Copy out only the items from the line containing "If you could mark the dark" through the end of the items, requests included, and raise every coordinate in the answers by 8.

Position identification records
----

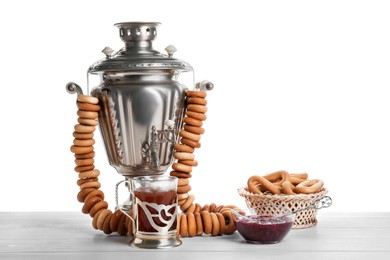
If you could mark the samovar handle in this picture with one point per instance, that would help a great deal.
(204, 85)
(73, 88)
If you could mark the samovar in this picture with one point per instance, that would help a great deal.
(142, 108)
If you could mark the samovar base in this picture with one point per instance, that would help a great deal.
(155, 243)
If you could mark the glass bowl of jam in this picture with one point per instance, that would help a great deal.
(263, 229)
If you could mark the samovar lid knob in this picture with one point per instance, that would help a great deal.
(170, 50)
(108, 52)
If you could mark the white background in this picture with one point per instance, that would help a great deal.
(299, 85)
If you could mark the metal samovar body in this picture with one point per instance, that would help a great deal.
(142, 102)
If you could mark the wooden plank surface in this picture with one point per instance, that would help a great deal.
(69, 235)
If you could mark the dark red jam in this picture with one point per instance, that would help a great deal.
(264, 229)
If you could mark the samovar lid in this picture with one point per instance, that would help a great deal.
(138, 54)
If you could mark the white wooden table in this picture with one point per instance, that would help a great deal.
(70, 235)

----

_Final answer_.
If you could mark the dark red jam in this picture with one point per instance, that would help a great deal.
(272, 237)
If you could mark the samovar lid in this picture with one point per instance, that would help a great deal.
(146, 62)
If you could mark the white wooden table in this picture with one point per instance, that would help a great deal.
(78, 243)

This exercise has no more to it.